EXERCISE TASK. Can you rewrite all the entries below as a numbered list, dropping any blank lines?

RECORDS PROVIDED.

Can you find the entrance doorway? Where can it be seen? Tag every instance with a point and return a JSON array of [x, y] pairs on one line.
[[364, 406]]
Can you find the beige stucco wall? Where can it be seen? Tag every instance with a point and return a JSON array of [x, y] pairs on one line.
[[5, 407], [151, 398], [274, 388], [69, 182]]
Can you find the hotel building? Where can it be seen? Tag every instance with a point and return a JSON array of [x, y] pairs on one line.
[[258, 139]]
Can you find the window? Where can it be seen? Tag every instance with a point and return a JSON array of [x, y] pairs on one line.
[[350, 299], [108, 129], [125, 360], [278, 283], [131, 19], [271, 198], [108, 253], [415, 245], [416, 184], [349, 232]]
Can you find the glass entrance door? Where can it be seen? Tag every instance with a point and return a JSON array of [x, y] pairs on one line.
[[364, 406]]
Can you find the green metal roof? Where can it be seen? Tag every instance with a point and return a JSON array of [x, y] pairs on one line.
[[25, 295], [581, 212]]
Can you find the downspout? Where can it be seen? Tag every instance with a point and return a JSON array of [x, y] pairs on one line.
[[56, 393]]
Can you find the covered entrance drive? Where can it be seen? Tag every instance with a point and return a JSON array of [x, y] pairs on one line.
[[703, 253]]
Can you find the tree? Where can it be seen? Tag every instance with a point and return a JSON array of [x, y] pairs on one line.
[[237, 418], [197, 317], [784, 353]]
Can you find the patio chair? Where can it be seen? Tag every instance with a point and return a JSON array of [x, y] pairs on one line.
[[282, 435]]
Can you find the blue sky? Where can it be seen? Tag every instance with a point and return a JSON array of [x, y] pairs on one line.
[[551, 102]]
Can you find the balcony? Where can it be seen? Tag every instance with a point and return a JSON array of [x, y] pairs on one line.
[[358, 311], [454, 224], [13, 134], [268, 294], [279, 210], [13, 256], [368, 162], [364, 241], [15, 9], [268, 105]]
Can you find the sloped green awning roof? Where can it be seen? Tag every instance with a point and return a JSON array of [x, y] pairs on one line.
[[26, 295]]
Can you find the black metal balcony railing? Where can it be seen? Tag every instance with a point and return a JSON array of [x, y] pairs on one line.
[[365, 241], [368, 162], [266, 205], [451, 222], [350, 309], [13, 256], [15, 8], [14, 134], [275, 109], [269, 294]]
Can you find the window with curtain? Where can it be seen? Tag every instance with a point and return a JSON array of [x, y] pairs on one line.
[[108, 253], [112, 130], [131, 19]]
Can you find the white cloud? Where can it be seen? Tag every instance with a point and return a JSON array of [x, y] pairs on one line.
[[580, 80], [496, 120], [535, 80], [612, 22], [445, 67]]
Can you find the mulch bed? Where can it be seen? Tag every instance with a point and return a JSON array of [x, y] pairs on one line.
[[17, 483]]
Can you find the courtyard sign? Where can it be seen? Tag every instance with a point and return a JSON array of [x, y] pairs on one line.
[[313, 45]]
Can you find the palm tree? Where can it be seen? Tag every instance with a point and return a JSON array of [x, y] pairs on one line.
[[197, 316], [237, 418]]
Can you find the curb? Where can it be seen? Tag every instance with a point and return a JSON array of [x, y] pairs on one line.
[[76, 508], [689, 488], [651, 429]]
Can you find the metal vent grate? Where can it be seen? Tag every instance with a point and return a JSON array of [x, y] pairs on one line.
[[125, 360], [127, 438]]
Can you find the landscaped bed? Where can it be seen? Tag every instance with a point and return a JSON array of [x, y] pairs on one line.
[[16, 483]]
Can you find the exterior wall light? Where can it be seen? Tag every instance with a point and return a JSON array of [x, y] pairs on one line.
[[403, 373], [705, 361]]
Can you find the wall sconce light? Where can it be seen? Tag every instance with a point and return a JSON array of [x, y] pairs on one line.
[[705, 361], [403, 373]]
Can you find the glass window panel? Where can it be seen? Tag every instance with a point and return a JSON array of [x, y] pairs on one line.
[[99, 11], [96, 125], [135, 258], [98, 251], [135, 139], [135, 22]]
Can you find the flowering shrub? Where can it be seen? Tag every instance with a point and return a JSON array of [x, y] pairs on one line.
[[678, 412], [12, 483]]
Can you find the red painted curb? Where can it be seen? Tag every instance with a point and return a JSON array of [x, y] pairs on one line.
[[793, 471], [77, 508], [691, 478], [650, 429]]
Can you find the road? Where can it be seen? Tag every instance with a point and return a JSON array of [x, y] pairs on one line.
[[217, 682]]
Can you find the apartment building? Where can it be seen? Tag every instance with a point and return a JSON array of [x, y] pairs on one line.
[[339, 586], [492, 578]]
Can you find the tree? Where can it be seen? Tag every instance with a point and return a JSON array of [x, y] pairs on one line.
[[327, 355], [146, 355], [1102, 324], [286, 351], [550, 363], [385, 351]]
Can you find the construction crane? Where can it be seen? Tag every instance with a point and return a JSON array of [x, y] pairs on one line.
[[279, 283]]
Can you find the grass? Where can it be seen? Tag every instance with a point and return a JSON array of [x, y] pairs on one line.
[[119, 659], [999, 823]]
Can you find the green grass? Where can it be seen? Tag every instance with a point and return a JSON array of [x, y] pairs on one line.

WRITTEN SOLUTION.
1. Can you find the entrance doorway? Where can it be seen? Tag every instance with a point and return a JSON array of [x, y] pairs on one line.
2. [[364, 406]]
3. Can you find the beige stucco wall? Where can it be seen? Tag every instance with a point and return a JSON array of [x, y] pairs on one line.
4. [[5, 407], [151, 398], [274, 388], [69, 182]]
5. Can you find the hotel building? Where can it be seen? Tag every instance with a point and return a JSON array of [x, y] pairs on one line.
6. [[258, 139]]
7. Can you find the window? Where can it be seen? Tag every instance with a point and return a JSON array of [x, y] pairs on one line.
8. [[350, 299], [108, 129], [125, 360], [278, 283], [131, 19], [271, 198], [108, 253], [415, 245], [416, 184], [349, 232]]
9. Can you find the glass entrance door? Where can it be seen? Tag every instance with a point and return a JSON array of [x, y] pairs on one line.
10. [[364, 406]]
11. Can you find the green metal roof? Where can it be seen? Tag every instance with a point and return a JSON array of [x, y] pairs on one line.
12. [[25, 295], [581, 212]]
13. Can you find the downspout? Where can it be seen? Tag every instance with a point and return a JSON array of [x, y] pairs on one line.
14. [[56, 393]]
15. Can you find the covered entrance drive? Where can it be seen? Tag every instance with a point and return a JSON array of [x, y] pairs on one line.
16. [[703, 253]]
17. Can you find the tree? Where can it be seen? Tag every instance with a point and return a JSON array of [x, y] pairs on one line.
18. [[237, 418], [197, 317], [784, 353]]
19. Can you find the patio chair? Where can it be seen? Tag every instance with a point and return a JSON array of [x, y] pairs on one line.
20. [[282, 435]]
21. Can you find the blue sky? Where can it be seen? Tag every instance with a point and return a JSON array of [x, y] pairs on one line.
22. [[551, 102]]
23. Can you find the balcony? Where can it be seen? Tag every instance with a point and return a JSON array of [x, y] pairs on one line.
24. [[358, 311], [454, 224], [13, 134], [268, 294], [279, 210], [13, 256], [368, 162], [364, 241], [15, 9], [268, 105]]
25. Can you find the sloped green awning roof? Where can it be seen? Tag every instance with a point and return a JSON array of [x, y] pairs on one line.
26. [[26, 295]]
27. Can you find the black metal balcony railing? Where can it be seen? Tag every instance with a point and return a JSON array of [x, y] pairs on one line.
28. [[365, 241], [368, 162], [266, 205], [451, 222], [350, 309], [13, 256], [15, 8], [14, 134], [275, 109], [269, 294]]
29. Can you find the window with curtain? Where can it be seen? Tag every instance with a point and return a JSON array of [x, y] pairs on one line.
30. [[108, 253], [112, 130], [131, 19]]
31. Can you find the white cloud? Where can it be seen? Tag every instance with a point and return a JSON array of [x, y] pairs on one line.
32. [[580, 80], [496, 120], [535, 80], [612, 22], [445, 67]]
33. Can you find the mulch bed? Where can it be seen? Tag every instance with a point and return a JSON array of [x, y] pairs on one line.
34. [[17, 483]]
35. Can you find the courtyard sign? Where can it be seen? Tag every instance with a point and return a JSON array of [x, y] pairs on one line.
36. [[313, 45]]
37. Can you find the palm tree? Where can it be seen? Tag every instance with a point and return a JSON array of [x, y] pairs on one line.
38. [[197, 316], [237, 418]]
39. Can you find the curb? Where can it be seen? Tag every instance with a point and return a JSON array of [x, y] pairs on one line.
40. [[76, 508], [689, 488], [651, 429]]
41. Can you find the metal vent grate? Where can it be seen? Tag every instance with a point and return a JSON array of [x, y] pairs on one line.
42. [[125, 360], [127, 438]]
43. Can you find the landscaped bed? Where can it be seen? Tag every instance with a point and return a JSON array of [x, y] pairs on one line.
44. [[16, 483]]
45. Can you find the exterior wall light? Where can it be seen? Tag every instance with a point and return a JSON array of [x, y] pairs on one line.
46. [[403, 373], [705, 361]]
47. Can you find the wall sconce light? Where can it be seen? Tag every instance with a point and return a JSON array of [x, y] pairs on one line.
48. [[705, 361], [403, 373]]
49. Can you find the glass window panel? Where can it be seen? Tag every instance with a point and return a JSON array of [x, y] pairs on one line.
50. [[99, 11], [96, 125], [135, 258], [98, 251], [135, 139], [135, 22]]
51. Can you find the flowering shrub? Where can it be seen? Tag every instance with a point and return a JSON array of [x, y] pairs on one line.
52. [[678, 412], [12, 483]]
53. Can you find the red painted curb? Where can it be seen? Tag every instance with a point and return a JSON array of [x, y] pairs on one line.
54. [[793, 471], [77, 508], [691, 478], [650, 429]]
55. Can you find the road? Where can it be seen? Tag every instance with a point and return a JSON array of [x, y] pairs on one line.
56. [[217, 682]]
57. Can you find the apartment building? Where can it be seen? Tag every instance with a point and return a JSON array of [x, y] pairs on one line.
58. [[339, 586], [492, 578]]
59. Can you find the tree? Where can it be seen? Tag every instance with a point and return a JSON array of [x, y] pairs on one line.
60. [[327, 355], [146, 355], [1102, 324], [286, 351], [550, 363], [385, 351]]
61. Can you find the construction crane? Where can it be seen? Tag every instance with a point and return a JSON array of [x, y] pairs on one line.
62. [[279, 283]]
63. Can you find the grass? Where can it be seen? Tag every instance with a point and return a JSON array of [x, y] pairs on one line.
64. [[119, 659], [999, 823]]
65. Can you find the green grass? Where can it be seen? Tag every instance with a point and return a JSON array of [x, y] pairs on one line.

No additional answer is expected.